··· Trecho selecionado ···

É possível resgatar algumas imagens, lembranças e frases para entender melhor o que aconteceu.
A sobriedade de Ferrero é incompatível com determinados aspectos do “showman” que é Alcaraz. Aquele documentário da Netflix, A mi manera, no qual o jogador explicava em detalhes sua filosofia de tênis e de vida, com o prazer como prioridade, ajuda a explicar algumas coisas.
E, em uma entrevista recente à CLAY, o ex-tenista brasileiro Fernando Meligeni, que dividiu o circuito e a amizade com Ferrero, trouxe algumas chaves para entender o que acabou acontecendo.
Segundo o semifinalista de Roland Garros de 1999, o “A mi manera” significa mais do que o gosto declarado de Alcaraz por sair para festas.
“É mais do que isso. Vamos lá. Esse ‘a mi manera’ envolve horários, intensidade, formas de fazer. Na verdade, o problema do jogador com o treinador passa pelo nível de comprometimento, até onde você está disposto a se comprometer. Logicamente, a noite e o chupi [o álcool] são uma das coisas mais importantes. Mas depois vem todo o resto. Quanto a família vai participar? A família de Alcaraz está totalmente envolvida. Será que o Juanqui vai querer que o irmão de Alcaraz esteja dentro da equipe? Não sei.”

···

Tarefa escrita A: Segundo o trecho sobre Alcaraz e Ferrero, em qual torneio e em que ano Fernando Meligeni chegou à semifinal?
Tarefa escrita B: Devolva sem alterações a parte do trecho sobre Alcaraz e Ferrero que começa nas palavras "E, em uma entrevista" e termina depois de "que acabou acontecendo.".

··· Seção de dados ···

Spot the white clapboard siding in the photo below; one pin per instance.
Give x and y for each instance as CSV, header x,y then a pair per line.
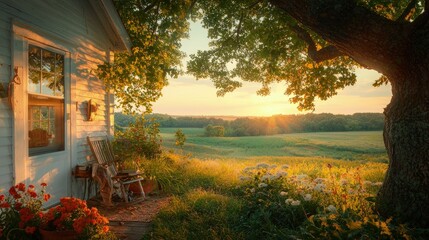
x,y
79,31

···

Solução escrita A: Em Roland Garros, em 1999.

Solução escrita B:
E, em uma entrevista recente à CLAY, o ex-tenista brasileiro Fernando Meligeni, que dividiu o circuito e a amizade com Ferrero, trouxe algumas chaves para entender o que acabou acontecendo.